- [Task directions] Please state how many lines in the records below contain the word "wedding", giving only the number.

- [Stored records]

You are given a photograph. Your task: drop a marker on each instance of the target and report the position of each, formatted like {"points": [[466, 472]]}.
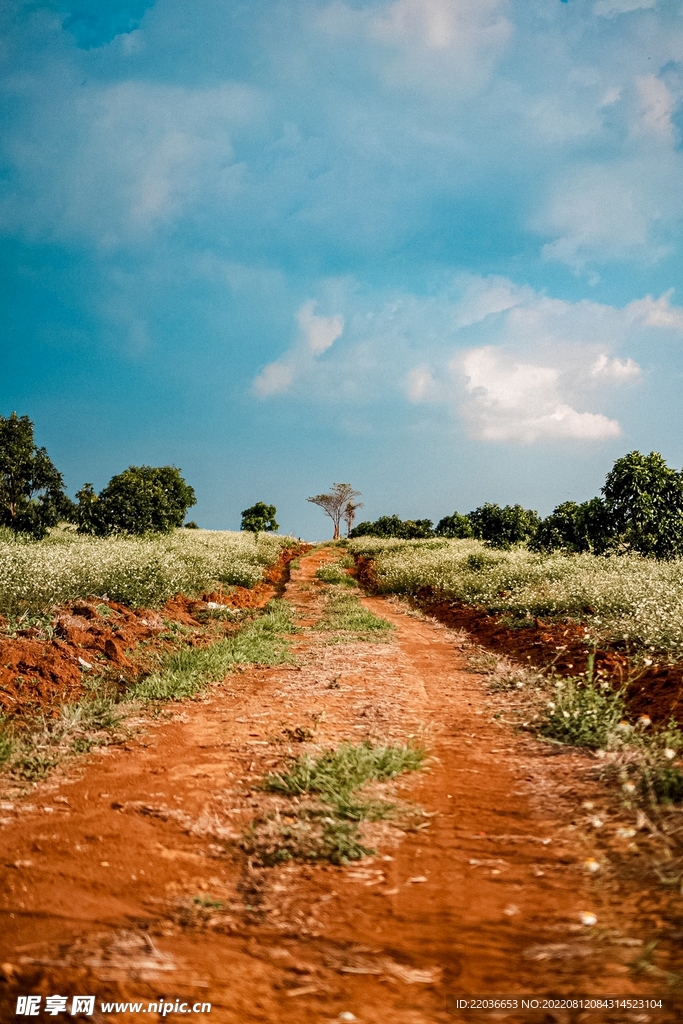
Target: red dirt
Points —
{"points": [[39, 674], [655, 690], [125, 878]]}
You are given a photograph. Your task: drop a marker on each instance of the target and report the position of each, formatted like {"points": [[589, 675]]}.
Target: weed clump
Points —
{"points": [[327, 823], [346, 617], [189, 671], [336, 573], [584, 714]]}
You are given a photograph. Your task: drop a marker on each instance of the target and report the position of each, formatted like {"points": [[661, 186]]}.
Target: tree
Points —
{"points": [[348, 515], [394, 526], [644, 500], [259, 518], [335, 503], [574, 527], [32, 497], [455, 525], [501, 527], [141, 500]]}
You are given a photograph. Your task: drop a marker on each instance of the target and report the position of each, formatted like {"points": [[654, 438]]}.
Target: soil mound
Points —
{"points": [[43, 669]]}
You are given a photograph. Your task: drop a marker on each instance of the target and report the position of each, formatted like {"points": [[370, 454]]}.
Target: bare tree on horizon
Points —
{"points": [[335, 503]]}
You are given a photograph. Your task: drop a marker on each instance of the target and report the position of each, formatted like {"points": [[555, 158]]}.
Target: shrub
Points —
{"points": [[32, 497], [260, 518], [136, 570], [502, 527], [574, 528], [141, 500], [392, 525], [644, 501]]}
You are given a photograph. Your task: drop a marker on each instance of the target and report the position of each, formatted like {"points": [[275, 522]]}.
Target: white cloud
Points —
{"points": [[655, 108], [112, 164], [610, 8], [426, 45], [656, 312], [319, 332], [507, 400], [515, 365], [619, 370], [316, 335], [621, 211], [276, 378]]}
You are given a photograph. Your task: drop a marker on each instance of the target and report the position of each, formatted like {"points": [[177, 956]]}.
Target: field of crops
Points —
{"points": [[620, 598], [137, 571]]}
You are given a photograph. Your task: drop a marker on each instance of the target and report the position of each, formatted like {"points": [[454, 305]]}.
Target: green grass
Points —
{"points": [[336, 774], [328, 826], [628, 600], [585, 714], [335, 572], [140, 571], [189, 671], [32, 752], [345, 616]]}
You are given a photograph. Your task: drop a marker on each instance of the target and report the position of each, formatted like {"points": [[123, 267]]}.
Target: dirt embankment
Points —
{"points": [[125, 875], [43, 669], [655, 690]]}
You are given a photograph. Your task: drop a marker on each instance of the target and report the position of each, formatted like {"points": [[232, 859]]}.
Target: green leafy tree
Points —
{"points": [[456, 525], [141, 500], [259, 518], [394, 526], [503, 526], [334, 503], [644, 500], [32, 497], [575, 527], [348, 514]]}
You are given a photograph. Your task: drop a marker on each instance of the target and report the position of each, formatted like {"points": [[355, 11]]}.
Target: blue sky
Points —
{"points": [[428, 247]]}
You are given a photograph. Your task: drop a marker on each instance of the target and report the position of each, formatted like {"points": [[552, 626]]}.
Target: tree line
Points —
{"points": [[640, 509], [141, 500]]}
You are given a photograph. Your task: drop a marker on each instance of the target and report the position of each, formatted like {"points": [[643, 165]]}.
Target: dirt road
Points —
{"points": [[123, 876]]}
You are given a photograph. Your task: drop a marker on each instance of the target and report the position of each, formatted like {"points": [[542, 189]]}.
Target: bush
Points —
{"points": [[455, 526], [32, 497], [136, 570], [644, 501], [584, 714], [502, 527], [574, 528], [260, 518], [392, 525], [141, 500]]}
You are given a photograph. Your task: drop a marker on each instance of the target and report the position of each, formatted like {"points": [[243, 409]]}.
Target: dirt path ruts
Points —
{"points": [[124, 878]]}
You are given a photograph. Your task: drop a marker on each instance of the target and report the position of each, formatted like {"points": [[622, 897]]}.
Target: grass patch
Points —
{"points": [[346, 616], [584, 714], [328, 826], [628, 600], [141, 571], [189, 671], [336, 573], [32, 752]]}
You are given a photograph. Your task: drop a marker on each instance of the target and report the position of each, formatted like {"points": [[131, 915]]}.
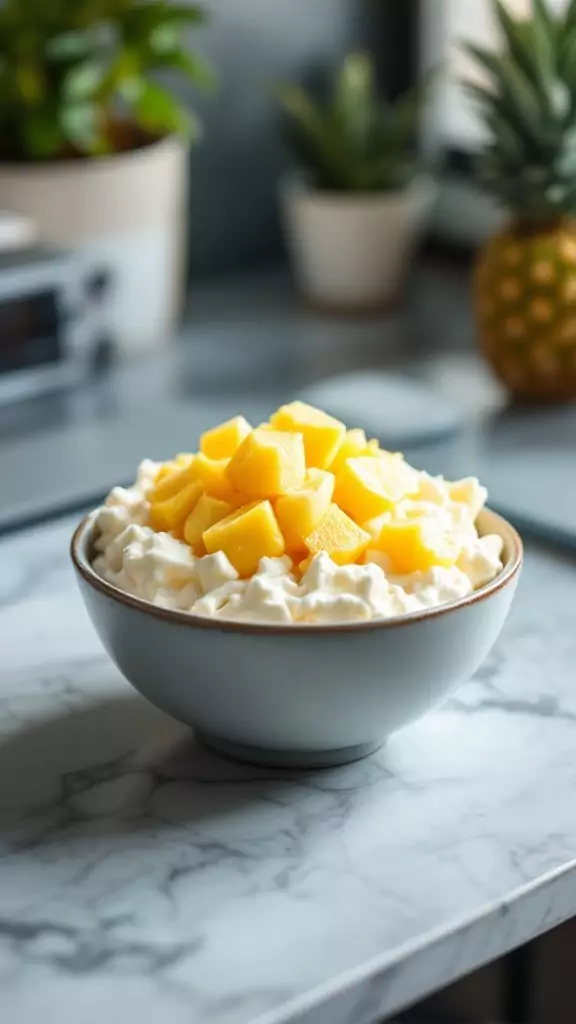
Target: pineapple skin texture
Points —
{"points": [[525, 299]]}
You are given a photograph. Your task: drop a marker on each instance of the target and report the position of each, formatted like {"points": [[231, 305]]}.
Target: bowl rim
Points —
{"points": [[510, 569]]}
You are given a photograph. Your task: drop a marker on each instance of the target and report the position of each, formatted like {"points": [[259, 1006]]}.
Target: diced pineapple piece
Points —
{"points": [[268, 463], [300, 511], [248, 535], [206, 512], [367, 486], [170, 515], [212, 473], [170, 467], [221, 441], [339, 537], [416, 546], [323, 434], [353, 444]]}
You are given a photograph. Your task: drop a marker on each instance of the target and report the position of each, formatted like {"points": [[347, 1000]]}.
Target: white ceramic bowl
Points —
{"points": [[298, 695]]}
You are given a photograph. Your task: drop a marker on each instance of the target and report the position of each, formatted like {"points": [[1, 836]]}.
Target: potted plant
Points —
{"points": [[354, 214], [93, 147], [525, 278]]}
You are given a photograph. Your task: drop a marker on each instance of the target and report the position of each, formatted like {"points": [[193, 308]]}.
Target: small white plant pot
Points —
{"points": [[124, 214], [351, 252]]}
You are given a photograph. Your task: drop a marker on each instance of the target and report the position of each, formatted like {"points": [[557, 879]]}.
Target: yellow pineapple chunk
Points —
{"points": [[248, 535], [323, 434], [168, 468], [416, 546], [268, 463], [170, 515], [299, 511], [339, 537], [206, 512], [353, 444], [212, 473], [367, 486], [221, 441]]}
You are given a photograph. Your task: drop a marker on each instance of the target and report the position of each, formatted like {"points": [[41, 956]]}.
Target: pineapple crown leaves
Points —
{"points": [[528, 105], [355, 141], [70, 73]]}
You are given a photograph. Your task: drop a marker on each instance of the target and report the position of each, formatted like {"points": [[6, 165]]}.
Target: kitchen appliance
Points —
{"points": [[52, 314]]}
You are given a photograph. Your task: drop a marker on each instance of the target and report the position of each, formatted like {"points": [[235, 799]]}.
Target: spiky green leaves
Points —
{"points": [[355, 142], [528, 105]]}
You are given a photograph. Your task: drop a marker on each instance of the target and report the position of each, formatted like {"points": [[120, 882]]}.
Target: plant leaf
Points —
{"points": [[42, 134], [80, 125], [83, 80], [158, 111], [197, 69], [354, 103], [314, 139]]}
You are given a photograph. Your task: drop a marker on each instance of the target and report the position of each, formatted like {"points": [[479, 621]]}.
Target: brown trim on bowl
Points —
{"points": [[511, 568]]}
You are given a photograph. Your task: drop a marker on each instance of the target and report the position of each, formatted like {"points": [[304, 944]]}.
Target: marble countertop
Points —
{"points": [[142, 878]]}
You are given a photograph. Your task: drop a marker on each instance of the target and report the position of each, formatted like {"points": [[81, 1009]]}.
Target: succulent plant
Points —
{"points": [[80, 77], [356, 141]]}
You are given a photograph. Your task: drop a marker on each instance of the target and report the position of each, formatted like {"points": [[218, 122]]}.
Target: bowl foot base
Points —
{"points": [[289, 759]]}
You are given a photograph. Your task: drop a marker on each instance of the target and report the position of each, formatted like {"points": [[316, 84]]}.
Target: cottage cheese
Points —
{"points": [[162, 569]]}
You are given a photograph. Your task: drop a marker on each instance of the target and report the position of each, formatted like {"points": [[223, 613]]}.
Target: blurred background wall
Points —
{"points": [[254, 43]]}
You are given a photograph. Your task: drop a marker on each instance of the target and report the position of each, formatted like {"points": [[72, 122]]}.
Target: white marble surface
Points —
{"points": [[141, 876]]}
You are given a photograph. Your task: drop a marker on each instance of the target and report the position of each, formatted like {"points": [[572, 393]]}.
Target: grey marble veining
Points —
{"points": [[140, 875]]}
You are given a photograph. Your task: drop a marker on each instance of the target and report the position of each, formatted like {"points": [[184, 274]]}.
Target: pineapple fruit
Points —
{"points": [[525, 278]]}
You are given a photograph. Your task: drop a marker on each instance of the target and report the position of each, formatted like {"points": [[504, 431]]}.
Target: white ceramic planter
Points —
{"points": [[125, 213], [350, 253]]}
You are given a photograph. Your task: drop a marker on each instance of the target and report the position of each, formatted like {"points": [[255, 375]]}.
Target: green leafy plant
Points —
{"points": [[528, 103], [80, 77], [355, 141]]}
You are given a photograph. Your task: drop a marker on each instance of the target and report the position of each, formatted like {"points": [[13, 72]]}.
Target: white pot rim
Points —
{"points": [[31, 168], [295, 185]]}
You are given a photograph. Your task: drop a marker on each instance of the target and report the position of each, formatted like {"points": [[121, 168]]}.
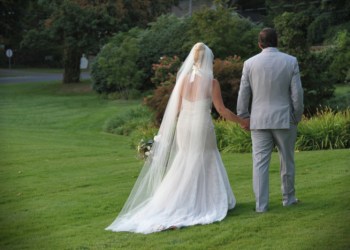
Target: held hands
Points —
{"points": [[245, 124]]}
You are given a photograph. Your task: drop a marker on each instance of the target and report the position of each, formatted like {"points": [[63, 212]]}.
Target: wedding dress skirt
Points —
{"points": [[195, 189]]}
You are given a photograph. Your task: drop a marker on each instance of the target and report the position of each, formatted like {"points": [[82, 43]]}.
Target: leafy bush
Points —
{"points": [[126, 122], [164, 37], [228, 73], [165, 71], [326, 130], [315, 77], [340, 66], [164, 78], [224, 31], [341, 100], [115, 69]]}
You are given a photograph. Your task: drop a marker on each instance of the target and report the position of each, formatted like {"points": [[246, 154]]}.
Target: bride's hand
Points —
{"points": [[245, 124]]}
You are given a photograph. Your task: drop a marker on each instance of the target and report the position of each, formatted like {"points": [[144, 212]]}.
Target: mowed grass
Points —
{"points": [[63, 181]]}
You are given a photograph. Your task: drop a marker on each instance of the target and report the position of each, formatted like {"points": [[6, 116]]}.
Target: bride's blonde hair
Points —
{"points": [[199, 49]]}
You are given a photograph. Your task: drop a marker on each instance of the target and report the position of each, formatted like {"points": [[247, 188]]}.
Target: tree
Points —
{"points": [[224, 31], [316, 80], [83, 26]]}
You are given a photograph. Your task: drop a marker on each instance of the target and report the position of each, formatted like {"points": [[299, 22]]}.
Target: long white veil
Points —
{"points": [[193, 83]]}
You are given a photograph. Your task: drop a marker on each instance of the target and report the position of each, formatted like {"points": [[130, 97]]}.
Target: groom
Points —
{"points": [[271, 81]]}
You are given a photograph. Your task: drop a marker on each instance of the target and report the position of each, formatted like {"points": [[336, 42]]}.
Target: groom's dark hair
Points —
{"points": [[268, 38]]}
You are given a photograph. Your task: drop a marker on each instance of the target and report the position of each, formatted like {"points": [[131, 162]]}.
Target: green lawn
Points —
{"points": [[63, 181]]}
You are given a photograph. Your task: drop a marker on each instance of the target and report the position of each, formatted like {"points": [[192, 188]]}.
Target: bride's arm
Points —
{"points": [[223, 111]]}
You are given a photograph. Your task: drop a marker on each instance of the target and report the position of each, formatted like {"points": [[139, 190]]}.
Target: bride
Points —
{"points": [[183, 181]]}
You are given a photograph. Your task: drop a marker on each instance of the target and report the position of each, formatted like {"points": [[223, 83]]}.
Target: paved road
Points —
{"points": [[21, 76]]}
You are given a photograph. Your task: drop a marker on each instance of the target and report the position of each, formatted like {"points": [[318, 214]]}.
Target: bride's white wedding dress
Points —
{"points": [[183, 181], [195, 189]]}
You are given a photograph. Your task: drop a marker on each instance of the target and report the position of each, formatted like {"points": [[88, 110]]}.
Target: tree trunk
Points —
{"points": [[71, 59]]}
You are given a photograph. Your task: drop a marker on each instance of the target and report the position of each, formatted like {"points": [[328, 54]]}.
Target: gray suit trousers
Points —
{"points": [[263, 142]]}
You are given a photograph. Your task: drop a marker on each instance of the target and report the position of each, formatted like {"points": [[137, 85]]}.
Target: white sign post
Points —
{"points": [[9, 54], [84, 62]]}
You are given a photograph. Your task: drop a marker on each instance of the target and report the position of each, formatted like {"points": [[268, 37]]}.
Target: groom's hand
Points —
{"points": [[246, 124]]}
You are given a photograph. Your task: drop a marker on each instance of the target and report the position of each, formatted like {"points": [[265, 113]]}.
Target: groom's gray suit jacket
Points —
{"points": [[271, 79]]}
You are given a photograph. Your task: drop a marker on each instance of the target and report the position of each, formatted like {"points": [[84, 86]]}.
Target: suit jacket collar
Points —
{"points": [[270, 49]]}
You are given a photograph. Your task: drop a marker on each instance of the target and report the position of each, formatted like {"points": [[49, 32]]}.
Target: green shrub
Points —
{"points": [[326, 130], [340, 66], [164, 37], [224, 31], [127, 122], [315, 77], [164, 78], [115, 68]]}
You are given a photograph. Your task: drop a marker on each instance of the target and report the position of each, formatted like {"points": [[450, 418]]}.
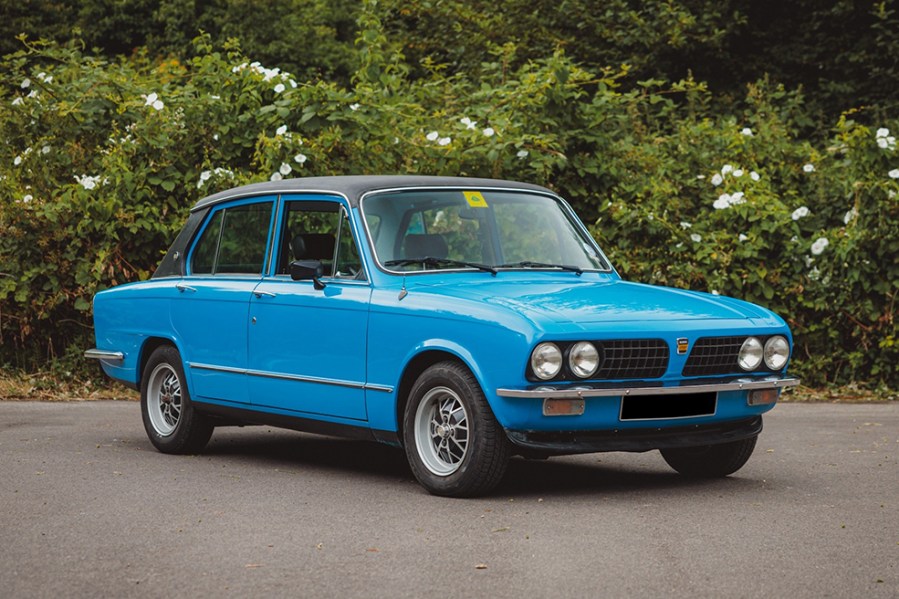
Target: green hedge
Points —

- [Complete output] 2